§ **Extract**:
━━━━━━━━━━━━━━━━

How I Got This Body: Brett Oden, 51, doctor and triathlete, Buffalo, Minn.

A self-described nerd, Dr. Brett Oden wasn't athletic in the least until he turned 40. Once valedictorian, president of his high school student council and debate club and captain of the chess team, he now swims across Buffalo Lake nearly every day in warmer months and in the open ocean every winter in Hawaii.

And he gets excited about getting other people into the water, too. Oden is director of the Buffalo Triathlon — Minnesota's second-largest — and is proud of how the race has transformed lives and raised $70,000 for local causes.

He started the race in 2004, the same year he competed in an Ironman competition in Florida and traveled to Africa to climb Mount Kilimanjaro. At the famous Ironman Championship in Hawaii next Sunday, he'll be volunteering in the medical tent, as he does every year.
SWIMMING AS REFUGE: "I live on Buffalo Lake, and almost every day I swim across it. It's not a workout for me but a time when I clear my mind. It's when I come up with my best ideas and process everything. My wife and I went to Kauai for our honeymoon 23 years ago, and we've been going back every year since. I do a lot of open ocean swimming, going from point to point offshore. You're more buoyant in salt water compared with fresh water. But the biggest thing is the variety of the ocean life."

━━━━━━━━━━━━━━━━

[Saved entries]
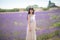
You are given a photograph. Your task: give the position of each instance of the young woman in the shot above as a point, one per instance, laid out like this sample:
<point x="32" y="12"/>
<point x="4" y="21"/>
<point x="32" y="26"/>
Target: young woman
<point x="31" y="28"/>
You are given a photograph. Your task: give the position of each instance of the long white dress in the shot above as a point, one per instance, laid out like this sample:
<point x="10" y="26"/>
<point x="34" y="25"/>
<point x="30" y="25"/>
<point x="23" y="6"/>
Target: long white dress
<point x="31" y="35"/>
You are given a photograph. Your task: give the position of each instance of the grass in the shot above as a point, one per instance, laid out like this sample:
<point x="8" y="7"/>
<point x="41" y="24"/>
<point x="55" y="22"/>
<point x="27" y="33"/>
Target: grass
<point x="50" y="36"/>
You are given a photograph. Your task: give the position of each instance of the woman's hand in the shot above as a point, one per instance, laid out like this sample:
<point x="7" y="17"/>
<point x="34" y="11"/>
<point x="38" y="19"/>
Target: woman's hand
<point x="30" y="30"/>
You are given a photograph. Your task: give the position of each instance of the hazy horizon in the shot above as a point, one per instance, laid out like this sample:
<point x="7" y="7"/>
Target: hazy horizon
<point x="9" y="4"/>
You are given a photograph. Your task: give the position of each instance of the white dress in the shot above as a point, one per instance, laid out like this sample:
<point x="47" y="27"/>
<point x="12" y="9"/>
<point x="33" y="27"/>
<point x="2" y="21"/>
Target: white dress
<point x="31" y="35"/>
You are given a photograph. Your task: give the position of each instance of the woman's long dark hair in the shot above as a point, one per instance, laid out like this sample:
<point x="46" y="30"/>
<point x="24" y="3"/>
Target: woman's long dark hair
<point x="30" y="9"/>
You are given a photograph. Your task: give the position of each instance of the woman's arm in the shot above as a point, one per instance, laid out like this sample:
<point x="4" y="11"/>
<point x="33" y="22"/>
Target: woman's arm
<point x="29" y="23"/>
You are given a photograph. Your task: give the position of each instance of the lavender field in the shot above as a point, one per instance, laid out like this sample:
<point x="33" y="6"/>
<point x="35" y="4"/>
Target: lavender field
<point x="13" y="25"/>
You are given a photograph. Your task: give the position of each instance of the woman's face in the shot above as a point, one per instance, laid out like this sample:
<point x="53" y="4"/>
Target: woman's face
<point x="31" y="11"/>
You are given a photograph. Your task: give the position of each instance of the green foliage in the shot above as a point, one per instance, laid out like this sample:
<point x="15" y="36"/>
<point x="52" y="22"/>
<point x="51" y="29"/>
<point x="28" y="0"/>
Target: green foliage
<point x="45" y="9"/>
<point x="48" y="36"/>
<point x="9" y="10"/>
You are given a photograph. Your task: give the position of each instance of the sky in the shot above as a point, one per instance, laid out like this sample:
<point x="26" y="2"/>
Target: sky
<point x="9" y="4"/>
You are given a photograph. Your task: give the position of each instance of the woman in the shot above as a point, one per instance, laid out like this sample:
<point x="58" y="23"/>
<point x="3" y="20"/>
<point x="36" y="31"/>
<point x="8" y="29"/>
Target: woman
<point x="31" y="29"/>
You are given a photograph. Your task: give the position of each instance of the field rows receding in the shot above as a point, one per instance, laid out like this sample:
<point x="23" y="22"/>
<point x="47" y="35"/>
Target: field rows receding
<point x="14" y="25"/>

━━━━━━━━━━━━━━━━

§ **Required action**:
Copy the stretch of the Brett Oden profile from "A self-described nerd, Dr." through "for local causes.", renaming "chess team" to "math team". These saved entries come from a different source than the Brett Oden profile.

§ **Response to this task**:
A self-described nerd, Dr. Brett Oden wasn't athletic in the least until he turned 40. Once valedictorian, president of his high school student council and debate club and captain of the math team, he now swims across Buffalo Lake nearly every day in warmer months and in the open ocean every winter in Hawaii.

And he gets excited about getting other people into the water, too. Oden is director of the Buffalo Triathlon — Minnesota's second-largest — and is proud of how the race has transformed lives and raised $70,000 for local causes.